INSTRUCTIONS FOR THE TASK - Match the word "tire". Return each line of the data below where it appears.

Extracted data entries -
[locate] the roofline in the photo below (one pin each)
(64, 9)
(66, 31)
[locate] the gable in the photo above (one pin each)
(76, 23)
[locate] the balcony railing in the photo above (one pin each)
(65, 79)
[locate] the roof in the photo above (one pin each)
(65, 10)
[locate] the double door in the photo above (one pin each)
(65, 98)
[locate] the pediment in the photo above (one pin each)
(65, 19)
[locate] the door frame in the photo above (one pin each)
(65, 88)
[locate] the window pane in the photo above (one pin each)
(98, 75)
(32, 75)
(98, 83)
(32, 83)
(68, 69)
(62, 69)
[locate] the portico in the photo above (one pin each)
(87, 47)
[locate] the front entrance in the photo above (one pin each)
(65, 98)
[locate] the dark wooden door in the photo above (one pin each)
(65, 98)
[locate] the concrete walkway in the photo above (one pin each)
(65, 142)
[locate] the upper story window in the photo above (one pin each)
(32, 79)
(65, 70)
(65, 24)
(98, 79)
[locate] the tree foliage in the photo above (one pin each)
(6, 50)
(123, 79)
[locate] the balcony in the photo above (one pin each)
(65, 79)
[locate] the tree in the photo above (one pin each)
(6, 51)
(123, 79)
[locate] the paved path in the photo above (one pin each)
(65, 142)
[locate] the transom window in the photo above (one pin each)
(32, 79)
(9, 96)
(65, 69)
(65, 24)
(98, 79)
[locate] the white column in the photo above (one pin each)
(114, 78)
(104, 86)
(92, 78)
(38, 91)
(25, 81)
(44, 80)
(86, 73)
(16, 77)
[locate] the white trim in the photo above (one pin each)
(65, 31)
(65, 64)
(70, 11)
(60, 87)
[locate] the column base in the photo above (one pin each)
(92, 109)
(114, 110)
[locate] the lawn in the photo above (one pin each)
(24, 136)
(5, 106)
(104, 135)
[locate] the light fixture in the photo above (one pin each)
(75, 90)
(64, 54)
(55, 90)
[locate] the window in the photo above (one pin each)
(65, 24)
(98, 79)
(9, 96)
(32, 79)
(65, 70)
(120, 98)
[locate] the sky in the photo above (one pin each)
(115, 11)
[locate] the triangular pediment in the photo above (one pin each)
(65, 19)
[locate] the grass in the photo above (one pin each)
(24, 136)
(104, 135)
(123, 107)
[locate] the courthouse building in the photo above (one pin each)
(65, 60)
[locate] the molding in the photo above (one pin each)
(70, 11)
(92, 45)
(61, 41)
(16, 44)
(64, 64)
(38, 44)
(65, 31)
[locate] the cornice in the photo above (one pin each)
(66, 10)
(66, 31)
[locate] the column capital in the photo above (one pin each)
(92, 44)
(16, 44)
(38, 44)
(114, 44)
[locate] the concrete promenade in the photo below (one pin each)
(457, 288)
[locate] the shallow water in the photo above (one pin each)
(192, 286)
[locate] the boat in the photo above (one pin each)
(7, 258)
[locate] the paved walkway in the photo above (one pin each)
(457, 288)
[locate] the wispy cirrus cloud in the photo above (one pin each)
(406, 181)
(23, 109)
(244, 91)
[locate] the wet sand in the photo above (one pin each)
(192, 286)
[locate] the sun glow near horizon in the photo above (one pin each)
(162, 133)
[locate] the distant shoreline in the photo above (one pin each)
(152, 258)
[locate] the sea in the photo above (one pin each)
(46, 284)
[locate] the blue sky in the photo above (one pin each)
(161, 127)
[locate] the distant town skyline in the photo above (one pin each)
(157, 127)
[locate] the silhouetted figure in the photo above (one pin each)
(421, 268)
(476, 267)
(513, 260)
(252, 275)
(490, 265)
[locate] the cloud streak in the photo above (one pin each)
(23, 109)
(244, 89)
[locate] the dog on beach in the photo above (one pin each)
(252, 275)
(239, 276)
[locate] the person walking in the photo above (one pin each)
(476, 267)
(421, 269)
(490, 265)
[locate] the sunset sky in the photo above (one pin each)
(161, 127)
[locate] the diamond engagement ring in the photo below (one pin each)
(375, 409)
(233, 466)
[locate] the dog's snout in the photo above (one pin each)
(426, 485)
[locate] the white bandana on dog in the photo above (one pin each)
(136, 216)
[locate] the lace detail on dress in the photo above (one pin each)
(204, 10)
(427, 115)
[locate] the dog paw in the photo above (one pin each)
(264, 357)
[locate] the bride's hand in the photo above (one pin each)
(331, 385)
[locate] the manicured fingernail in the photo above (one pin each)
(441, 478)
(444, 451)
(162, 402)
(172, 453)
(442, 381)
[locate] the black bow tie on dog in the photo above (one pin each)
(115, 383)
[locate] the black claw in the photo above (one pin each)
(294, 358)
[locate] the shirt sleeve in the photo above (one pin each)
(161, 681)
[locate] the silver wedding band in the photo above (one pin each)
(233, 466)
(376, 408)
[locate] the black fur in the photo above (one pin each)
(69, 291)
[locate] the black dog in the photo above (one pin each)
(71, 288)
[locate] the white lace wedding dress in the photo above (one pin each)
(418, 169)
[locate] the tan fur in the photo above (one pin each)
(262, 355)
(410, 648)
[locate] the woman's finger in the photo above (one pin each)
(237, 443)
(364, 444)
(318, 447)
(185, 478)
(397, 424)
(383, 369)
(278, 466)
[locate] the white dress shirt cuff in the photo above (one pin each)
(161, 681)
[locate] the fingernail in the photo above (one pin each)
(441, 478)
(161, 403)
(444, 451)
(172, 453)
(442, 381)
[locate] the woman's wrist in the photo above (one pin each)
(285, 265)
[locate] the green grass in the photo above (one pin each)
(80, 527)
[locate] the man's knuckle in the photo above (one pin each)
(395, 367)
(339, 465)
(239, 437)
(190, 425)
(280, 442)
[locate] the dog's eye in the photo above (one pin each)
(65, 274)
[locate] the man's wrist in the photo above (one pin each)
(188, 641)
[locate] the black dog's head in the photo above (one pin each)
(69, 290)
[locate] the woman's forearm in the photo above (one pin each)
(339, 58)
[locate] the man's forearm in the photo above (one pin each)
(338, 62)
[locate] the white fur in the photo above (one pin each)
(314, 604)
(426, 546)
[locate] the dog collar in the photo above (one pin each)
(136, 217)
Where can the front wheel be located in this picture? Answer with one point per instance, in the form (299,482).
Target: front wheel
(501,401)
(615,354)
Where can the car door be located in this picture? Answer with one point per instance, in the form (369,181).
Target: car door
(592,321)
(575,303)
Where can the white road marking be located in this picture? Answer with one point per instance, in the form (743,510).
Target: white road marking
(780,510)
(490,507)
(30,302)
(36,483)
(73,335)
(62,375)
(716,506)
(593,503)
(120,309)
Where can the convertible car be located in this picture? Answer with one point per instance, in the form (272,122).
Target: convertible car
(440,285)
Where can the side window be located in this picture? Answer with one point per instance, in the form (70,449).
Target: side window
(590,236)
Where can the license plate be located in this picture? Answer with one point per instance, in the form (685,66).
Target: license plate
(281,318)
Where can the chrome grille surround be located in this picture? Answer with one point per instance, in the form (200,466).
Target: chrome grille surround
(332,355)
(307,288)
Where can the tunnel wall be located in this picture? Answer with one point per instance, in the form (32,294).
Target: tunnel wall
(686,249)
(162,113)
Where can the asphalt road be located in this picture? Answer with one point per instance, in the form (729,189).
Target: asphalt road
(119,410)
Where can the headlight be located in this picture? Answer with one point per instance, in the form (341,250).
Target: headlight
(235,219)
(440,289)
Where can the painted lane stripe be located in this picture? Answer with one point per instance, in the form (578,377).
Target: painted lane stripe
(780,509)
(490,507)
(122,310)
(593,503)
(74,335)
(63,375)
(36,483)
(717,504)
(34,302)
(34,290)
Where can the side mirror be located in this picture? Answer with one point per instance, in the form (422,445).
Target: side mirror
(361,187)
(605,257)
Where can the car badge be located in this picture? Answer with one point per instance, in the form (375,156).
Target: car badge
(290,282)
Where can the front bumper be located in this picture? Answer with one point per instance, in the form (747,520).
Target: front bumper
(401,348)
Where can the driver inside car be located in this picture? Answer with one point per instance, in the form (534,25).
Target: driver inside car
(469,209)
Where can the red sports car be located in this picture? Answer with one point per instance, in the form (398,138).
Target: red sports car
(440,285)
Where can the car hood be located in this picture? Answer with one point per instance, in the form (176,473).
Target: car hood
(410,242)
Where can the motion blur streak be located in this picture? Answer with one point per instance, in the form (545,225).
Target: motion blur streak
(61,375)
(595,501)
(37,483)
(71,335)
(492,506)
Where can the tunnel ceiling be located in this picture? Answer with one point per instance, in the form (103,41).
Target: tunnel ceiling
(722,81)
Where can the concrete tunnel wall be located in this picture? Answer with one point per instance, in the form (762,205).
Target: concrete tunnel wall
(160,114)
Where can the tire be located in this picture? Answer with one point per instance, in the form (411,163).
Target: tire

ANSWER BOX -
Where can the tire be located in this picture? Answer with one point per instance, in the form (411,163).
Target: tire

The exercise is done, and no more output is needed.